- Goal of the exercise
Could you repeat the material word for word, from its first line through the line that holds "[799,108,985,342]", inclusive?

- Material for this exercise
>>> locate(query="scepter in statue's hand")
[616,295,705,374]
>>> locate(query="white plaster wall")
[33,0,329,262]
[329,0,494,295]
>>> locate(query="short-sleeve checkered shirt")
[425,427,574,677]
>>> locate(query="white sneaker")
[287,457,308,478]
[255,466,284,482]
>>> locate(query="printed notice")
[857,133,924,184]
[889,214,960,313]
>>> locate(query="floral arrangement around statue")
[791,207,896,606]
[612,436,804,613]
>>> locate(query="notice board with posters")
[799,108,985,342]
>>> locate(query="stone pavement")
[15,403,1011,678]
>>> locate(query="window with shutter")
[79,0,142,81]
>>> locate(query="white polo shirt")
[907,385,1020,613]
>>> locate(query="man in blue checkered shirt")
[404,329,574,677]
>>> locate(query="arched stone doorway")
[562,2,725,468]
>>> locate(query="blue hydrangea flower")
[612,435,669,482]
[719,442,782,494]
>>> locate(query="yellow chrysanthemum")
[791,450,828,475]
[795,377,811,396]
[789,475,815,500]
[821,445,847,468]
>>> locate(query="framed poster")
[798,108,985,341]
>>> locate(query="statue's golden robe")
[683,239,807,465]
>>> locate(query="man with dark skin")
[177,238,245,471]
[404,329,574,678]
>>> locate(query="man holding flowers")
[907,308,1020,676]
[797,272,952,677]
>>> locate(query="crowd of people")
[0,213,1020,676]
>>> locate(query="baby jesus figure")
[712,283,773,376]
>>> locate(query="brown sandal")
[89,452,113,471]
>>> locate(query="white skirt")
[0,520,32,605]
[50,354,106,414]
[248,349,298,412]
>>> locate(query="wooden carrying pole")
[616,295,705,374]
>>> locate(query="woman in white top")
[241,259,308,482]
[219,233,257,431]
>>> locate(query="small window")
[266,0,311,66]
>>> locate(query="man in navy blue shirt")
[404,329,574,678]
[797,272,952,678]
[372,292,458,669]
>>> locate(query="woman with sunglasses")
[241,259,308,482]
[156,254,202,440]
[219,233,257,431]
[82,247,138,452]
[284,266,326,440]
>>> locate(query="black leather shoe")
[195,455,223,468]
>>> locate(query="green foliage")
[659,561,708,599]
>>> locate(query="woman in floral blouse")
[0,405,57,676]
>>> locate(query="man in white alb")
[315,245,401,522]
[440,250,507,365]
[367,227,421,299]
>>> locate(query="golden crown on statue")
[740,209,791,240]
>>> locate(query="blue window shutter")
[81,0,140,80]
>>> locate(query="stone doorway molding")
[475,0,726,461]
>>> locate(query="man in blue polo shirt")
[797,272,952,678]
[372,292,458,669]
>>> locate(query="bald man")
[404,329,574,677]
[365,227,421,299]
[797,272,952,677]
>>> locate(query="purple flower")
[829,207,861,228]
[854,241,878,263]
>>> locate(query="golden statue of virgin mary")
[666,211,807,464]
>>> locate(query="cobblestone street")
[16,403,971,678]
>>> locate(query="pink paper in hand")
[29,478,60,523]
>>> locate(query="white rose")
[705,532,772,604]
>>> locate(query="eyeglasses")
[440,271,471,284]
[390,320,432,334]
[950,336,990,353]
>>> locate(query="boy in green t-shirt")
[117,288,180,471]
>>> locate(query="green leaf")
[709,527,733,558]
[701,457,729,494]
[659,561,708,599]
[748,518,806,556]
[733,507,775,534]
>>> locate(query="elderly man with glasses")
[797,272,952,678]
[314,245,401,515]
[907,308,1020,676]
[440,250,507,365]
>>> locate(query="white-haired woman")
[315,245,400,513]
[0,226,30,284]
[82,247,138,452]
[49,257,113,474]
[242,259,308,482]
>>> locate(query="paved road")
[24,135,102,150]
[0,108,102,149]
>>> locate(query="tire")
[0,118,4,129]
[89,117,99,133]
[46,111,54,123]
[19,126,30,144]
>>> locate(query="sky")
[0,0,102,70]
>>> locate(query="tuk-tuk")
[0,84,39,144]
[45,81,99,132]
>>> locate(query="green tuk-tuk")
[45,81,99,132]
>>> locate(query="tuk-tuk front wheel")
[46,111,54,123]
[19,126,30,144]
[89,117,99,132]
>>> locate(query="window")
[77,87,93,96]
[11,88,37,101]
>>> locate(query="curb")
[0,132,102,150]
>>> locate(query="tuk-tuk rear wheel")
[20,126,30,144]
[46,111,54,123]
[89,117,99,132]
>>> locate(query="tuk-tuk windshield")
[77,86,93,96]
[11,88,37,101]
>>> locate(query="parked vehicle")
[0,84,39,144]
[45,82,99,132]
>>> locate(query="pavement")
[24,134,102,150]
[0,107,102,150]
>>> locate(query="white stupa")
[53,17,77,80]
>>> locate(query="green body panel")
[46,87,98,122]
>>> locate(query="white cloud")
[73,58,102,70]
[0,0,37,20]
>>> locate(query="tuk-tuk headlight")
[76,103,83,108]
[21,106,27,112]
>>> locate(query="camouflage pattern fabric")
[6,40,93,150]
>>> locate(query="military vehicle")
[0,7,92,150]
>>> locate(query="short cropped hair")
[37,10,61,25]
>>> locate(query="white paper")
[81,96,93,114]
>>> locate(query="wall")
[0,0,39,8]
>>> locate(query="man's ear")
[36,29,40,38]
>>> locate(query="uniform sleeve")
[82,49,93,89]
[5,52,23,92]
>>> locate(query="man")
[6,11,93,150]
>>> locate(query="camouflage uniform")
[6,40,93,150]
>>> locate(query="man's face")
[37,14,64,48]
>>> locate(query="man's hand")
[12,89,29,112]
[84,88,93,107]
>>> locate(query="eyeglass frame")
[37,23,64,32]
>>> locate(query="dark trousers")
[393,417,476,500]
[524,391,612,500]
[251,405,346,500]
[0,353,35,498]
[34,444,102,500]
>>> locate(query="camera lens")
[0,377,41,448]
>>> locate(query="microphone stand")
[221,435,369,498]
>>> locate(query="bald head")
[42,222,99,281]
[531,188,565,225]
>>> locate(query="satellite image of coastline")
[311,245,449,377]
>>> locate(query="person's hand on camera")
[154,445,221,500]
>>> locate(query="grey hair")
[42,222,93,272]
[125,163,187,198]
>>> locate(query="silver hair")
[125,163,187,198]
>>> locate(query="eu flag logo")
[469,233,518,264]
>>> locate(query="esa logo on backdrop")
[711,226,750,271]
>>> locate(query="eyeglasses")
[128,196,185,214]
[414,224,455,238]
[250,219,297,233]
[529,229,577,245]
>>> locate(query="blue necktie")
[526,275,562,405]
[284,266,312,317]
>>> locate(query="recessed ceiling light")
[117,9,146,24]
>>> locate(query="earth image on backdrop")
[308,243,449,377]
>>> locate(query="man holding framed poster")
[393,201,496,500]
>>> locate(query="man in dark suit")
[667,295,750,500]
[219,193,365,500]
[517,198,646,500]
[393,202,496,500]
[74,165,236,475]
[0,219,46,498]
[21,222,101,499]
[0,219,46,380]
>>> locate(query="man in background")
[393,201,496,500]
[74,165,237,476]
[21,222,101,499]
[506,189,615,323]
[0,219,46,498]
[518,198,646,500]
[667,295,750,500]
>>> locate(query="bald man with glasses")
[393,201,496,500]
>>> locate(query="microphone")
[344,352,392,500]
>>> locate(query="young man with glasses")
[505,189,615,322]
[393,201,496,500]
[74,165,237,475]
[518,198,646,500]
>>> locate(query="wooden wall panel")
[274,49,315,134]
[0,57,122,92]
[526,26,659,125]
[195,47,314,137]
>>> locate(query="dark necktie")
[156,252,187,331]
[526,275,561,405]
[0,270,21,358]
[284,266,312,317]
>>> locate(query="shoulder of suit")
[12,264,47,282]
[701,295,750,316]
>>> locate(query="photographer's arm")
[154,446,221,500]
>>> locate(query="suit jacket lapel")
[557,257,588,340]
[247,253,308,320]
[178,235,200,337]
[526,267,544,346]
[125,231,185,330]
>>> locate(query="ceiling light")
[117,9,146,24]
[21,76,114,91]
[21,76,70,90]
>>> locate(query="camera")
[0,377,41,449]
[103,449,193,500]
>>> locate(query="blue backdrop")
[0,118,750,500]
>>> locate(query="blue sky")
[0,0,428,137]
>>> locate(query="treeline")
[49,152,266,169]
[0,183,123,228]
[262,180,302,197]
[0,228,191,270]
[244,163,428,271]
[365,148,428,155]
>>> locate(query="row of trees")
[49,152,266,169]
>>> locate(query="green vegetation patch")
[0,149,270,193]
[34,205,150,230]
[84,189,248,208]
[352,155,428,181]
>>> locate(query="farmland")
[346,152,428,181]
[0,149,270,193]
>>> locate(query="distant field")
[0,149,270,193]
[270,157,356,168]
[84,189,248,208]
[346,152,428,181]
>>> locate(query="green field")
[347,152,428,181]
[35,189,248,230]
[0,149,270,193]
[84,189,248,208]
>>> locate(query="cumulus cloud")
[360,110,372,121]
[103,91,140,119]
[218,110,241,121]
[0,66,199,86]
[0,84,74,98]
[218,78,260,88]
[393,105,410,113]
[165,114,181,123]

- Solution
>>> locate(query="scepter in statue's hand")
[616,295,705,374]
>>> locate(query="white plaster wall")
[33,0,329,262]
[329,0,494,295]
>>> locate(query="short-sleeve checkered shirt")
[425,427,574,677]
>>> locate(query="white sneaker")
[287,457,308,478]
[255,466,284,482]
>>> locate(query="printed notice")
[857,133,924,184]
[889,214,960,313]
>>> locate(query="floral arrangement around statue")
[791,207,896,606]
[612,436,804,613]
>>> locate(query="notice board with posters")
[799,108,985,342]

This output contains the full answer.